-------- BRANO DI TESTO --------
Per organizzare questa ulteriore sfida tecnologica, la comunità dei fisici delle particelle da anni sta mettendo a punto la Grid, vera rivoluzione computazionale del nuovo secolo. Con la Grid si ripeterà sicuramente quello che è accaduto negli anni ’90 con il web, il precursore di Internet: uno strumento nato per rispondere alle richieste degli esperimenti di fisica delle particelle (all’epoca quelli al Lep del Cern), che, esportato poi ad altre scienze e quindi alla società, ha modificato quest’ultima in modo irreversibile. Ma l’eccezionalità di Lhc è testimoniata anche da altri parametri, forse meno “scientifici”, ma sicuramente altrettanto impressionanti. Se infatti fino a pochi decenni fa la fase di preparazione di un esperimento durava al massimo qualche anno, la complessità degli esperimenti di Lhc ha esteso questo periodo a una ventina d’anni, durante i quali si sono svolte dapprima delle prove di fattibilità su prototipi, e poi si sono costruite le varie componenti nei laboratori del mondo intero (compresi quelli dell’Infn che hanno avuto una grande parte anche in questa fase). I lavori sono iniziati infatti quando, nel 1987, il Long Range Planning Committee del Cern, con a capo Carlo Rubbia, raccomandò Lhc quale futuro acceleratore al Cern dopo il Lep. Il lavoro iniziò subito in tutti i laboratori e istituti del mondo interessati a questa nuova sfida sperimentale, mettendo in luce un’altra delle particolarità di questi esperimenti: le due collaborazioni Atlas e Cms (le più grandi) sono infatti composte ciascuna da oltre 2.500 fisici e ingegneri, provenienti da oltre 160 istituti, letteralmente da tutto il mondo.
--------
__LAVORO DA SVOLGERE__
• A. Rispondi a queste domande sul brano dedicato a Lhc:
(i) Per quali esperimenti era nato il web?
(ii) In che anno il Long Range Planning Committee del Cern raccomandò Lhc?
(iii) Da quanti fisici e ingegneri è composta ciascuna delle collaborazioni Atlas e Cms?
• B. Disponi in una tabella Markdown con le colonne Numero e Contenuto le righe dei record, dalla riga che contiene "Practice step: identify the dining" fino all'ultima riga dei record, estremi compresi. Tralascia le righe vuote.
Il brano e i record non hanno alcun legame fra loro.
-------- MATERIALE FORNITO --------
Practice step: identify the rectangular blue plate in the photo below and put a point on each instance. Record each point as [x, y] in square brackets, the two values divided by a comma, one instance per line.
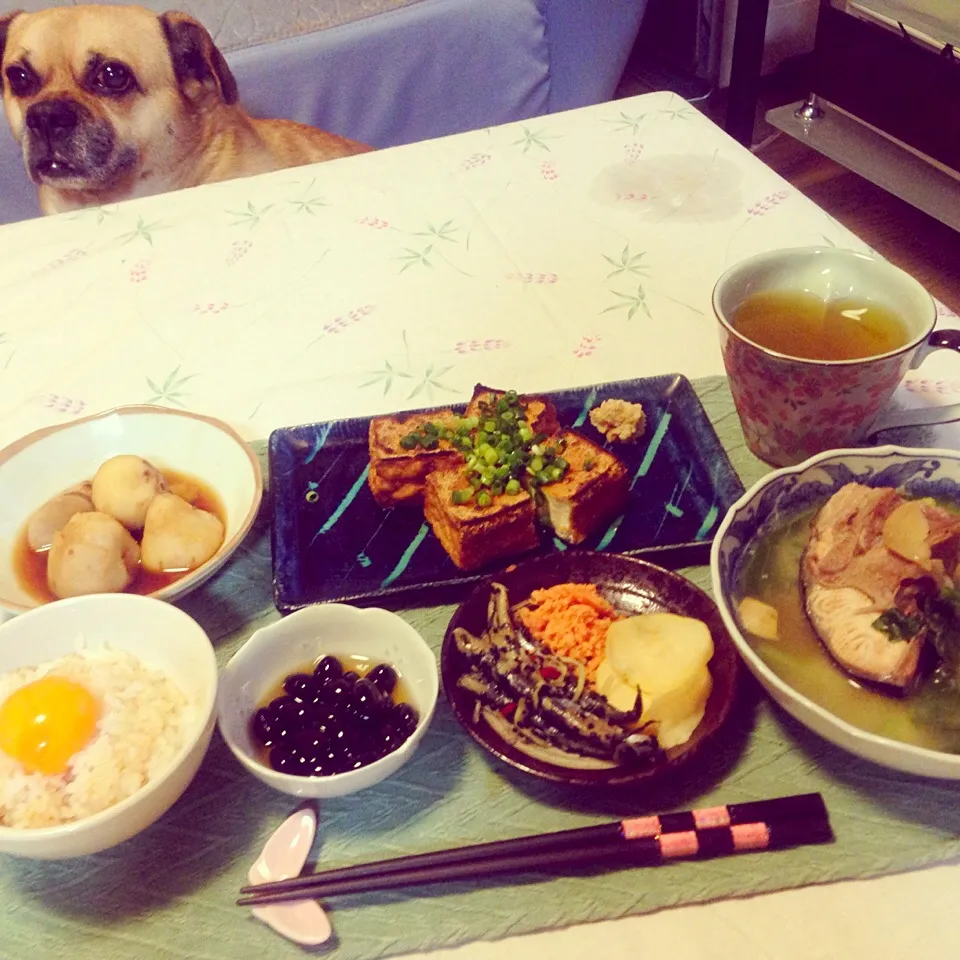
[331, 541]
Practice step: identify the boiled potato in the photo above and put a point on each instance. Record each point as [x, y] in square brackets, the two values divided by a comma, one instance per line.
[759, 618]
[178, 536]
[658, 651]
[677, 712]
[665, 657]
[92, 553]
[906, 532]
[53, 516]
[124, 486]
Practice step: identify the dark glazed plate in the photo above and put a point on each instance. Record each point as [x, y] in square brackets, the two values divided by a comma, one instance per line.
[331, 541]
[632, 586]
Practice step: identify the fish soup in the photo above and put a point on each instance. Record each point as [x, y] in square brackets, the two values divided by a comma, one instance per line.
[929, 717]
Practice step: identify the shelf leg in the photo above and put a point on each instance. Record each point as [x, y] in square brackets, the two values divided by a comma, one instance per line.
[809, 110]
[745, 66]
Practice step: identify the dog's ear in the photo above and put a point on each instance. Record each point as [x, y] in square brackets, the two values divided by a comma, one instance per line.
[5, 22]
[197, 63]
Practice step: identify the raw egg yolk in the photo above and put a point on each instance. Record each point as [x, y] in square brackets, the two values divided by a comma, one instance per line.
[44, 723]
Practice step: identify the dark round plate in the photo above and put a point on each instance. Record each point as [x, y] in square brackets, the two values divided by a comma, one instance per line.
[633, 586]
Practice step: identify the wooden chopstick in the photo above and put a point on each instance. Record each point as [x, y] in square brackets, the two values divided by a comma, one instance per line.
[639, 841]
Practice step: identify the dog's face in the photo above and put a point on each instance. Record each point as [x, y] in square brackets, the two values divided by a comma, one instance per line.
[100, 97]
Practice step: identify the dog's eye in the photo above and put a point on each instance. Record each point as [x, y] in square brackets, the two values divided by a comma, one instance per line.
[114, 77]
[22, 81]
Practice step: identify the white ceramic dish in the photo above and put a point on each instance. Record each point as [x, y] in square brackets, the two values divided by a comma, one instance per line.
[161, 636]
[790, 491]
[46, 462]
[285, 646]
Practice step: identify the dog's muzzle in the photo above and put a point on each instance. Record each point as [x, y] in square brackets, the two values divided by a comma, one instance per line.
[65, 141]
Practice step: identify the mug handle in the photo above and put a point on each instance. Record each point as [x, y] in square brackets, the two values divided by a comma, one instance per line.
[946, 339]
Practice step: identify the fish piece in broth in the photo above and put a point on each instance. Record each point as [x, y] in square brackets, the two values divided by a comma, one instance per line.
[851, 576]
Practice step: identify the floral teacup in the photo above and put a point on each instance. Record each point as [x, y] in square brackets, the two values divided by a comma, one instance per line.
[791, 408]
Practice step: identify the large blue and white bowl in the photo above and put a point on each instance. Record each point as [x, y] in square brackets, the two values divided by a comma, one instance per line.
[786, 493]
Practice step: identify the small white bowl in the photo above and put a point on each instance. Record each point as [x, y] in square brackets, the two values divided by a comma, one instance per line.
[159, 635]
[788, 492]
[44, 463]
[284, 647]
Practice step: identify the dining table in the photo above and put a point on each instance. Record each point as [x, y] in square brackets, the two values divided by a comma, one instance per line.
[562, 251]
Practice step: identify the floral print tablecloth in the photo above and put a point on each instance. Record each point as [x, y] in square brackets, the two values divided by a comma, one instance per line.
[560, 251]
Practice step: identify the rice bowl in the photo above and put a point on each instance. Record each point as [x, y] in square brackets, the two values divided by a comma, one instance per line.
[141, 727]
[161, 637]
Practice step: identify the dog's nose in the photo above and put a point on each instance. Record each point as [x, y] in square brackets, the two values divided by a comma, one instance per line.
[53, 116]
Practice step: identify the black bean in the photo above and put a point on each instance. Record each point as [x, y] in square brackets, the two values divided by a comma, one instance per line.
[265, 727]
[367, 703]
[328, 668]
[384, 677]
[296, 683]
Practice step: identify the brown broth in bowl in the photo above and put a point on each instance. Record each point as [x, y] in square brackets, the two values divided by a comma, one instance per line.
[30, 566]
[927, 718]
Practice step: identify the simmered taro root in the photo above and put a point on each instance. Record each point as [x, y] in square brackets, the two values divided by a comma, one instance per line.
[124, 486]
[93, 553]
[178, 536]
[53, 516]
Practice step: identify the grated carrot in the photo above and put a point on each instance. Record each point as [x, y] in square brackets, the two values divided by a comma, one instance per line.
[572, 619]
--------
__RISPOSTE FINALI__
• A.
(i) Per gli esperimenti al Lep del Cern.
(ii) Nel 1987.
(iii) Da oltre 2.500 fisici e ingegneri.

• B.
| Numero | Contenuto |
|---|---|
| 1 | Practice step: identify the dining table in the photo above and put a point on each instance. Record each point as [x, y] in square brackets, the two values divided by a comma, one instance per line. |
| 2 | [562, 251] |
| 3 | Practice step: identify the floral print tablecloth in the photo above and put a point on each instance. Record each point as [x, y] in square brackets, the two values divided by a comma, one instance per line. |
| 4 | [560, 251] |
| 5 | Practice step: identify the rice bowl in the photo above and put a point on each instance. Record each point as [x, y] in square brackets, the two values divided by a comma, one instance per line. |
| 6 | [141, 727] |
| 7 | [161, 637] |
| 8 | Practice step: identify the dog's nose in the photo above and put a point on each instance. Record each point as [x, y] in square brackets, the two values divided by a comma, one instance per line. |
| 9 | [53, 116] |
| 10 | Practice step: identify the black bean in the photo above and put a point on each instance. Record each point as [x, y] in square brackets, the two values divided by a comma, one instance per line. |
| 11 | [265, 727] |
| 12 | [367, 703] |
| 13 | [328, 668] |
| 14 | [384, 677] |
| 15 | [296, 683] |
| 16 | Practice step: identify the brown broth in bowl in the photo above and put a point on each instance. Record each point as [x, y] in square brackets, the two values divided by a comma, one instance per line. |
| 17 | [30, 566] |
| 18 | [927, 718] |
| 19 | Practice step: identify the simmered taro root in the photo above and put a point on each instance. Record each point as [x, y] in square brackets, the two values divided by a comma, one instance per line. |
| 20 | [124, 486] |
| 21 | [93, 553] |
| 22 | [178, 536] |
| 23 | [53, 516] |
| 24 | Practice step: identify the grated carrot in the photo above and put a point on each instance. Record each point as [x, y] in square brackets, the two values divided by a comma, one instance per line. |
| 25 | [572, 619] |